[Records from a dataset]
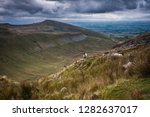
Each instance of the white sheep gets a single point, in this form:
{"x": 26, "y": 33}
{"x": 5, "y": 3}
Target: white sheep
{"x": 116, "y": 55}
{"x": 63, "y": 90}
{"x": 128, "y": 65}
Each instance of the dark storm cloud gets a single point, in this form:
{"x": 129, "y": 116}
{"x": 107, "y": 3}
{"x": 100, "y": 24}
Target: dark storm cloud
{"x": 62, "y": 8}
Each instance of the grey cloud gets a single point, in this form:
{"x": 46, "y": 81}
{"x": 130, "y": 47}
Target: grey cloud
{"x": 63, "y": 7}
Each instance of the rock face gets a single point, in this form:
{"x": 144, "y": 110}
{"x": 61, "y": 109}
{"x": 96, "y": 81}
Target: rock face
{"x": 139, "y": 40}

Aim of the exercise: Across the data above, how many lines include the word "single"? Give only the number.

Answer to this exercise: 4